Quoted passage.
The best guess I've heard is caffeic acid and/or its progenitor, chlorogenic acid. Both are present in coffee (caffeic is produced primarily in drying and roasting the beans), and both are catechols, chemical relatives of pyrocatechin. Caffeine has been ruled out; No-Doz tablets will not develop film at all. The resulting negative has an imagewise stain similar in character to that produced by pyrocat, though some emulsions, like Tri-X, also pick up a strong general stain (i.e. fog) probably due to tannins and lignins in the coffee. My experience has been that Tri-X, even though it looks quite foggy after processing with Caffenol, still scans well. It should also be noted that the stain will print more strongly than it scans, and that Caffenol negatives that print well are likely to look a little thin to the eye.
I wonder if regular coffee would also work or does it have to be the instant stuff? Also, if the magic is in the roasting, would dark roast coffee give different results from those of light or medium roast beans? Very interesting.....
Regular coffee probably would work but I hate to think how much you'd have to use. I was putting 6 teaspoons of instant in just 12 oz of water, it would have made for one STRONG cup of coffee.
This has been tested -- regular coffee *does* work, but it needs to be very, very strong. The mix with instant is about 3-4 times normal drinking strength, so with regular coffee it's closer to espresso than any drip brew (of course, the oils in espresso will also cause problems). And of course instant is a lot cheaper than espresso, even if you have your own machine.

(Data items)
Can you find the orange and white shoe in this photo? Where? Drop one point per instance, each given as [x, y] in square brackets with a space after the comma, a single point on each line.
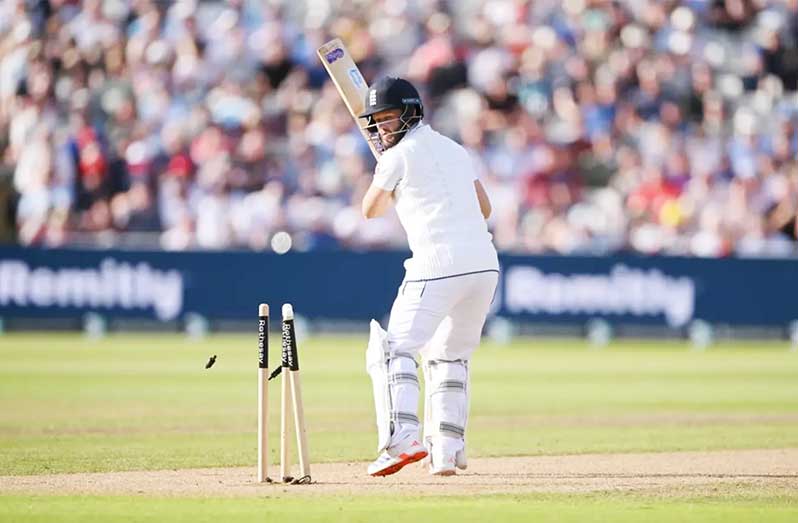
[396, 457]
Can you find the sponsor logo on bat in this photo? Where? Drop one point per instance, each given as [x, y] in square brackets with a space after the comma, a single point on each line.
[357, 79]
[334, 55]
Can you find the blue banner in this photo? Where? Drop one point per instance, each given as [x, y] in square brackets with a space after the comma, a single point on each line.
[358, 286]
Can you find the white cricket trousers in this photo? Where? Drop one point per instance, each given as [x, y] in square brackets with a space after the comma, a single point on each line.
[441, 318]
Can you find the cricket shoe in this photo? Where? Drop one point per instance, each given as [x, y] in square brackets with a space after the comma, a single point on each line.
[397, 456]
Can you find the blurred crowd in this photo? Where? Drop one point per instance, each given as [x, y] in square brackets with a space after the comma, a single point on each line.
[598, 125]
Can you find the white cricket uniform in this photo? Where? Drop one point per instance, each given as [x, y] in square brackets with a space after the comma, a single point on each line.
[451, 278]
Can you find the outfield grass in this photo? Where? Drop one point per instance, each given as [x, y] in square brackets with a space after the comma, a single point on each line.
[538, 508]
[68, 404]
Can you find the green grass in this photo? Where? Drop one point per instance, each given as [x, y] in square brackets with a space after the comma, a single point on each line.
[130, 402]
[505, 508]
[137, 402]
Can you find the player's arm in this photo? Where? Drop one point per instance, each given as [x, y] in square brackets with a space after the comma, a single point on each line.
[484, 201]
[391, 168]
[375, 202]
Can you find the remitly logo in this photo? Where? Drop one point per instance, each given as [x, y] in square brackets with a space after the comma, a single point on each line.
[113, 284]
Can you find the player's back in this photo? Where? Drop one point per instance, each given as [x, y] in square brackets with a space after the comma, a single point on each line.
[438, 206]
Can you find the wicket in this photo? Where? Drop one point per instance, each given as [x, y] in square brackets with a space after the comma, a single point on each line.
[290, 402]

Things to do.
1 > Decide whether each statement below agrees with the coffee developer discussion: (a) caffeine alone can develop film, (b) regular coffee has been shown to work as a developer, (c) Caffenol negatives that print well tend to look dense to the eye. For each, answer yes or no and quote the words of the text that settle it.
2 > Write out the stretch of the coffee developer discussion from "Regular coffee probably" through "cup of coffee." again, swapping in "ground coffee" for "instant".

Outputs for the tasks.
1 >
(a) No: "Caffeine has been ruled out; No-Doz tablets will not develop film at all."
(b) Yes: "regular coffee *does* work, but it needs to be very, very strong."
(c) No: "Caffenol negatives that print well are likely to look a little thin to the eye."

2 >
Regular coffee probably would work but I hate to think how much you'd have to use. I was putting 6 teaspoons of ground coffee in just 12 oz of water, it would have made for one STRONG cup of coffee.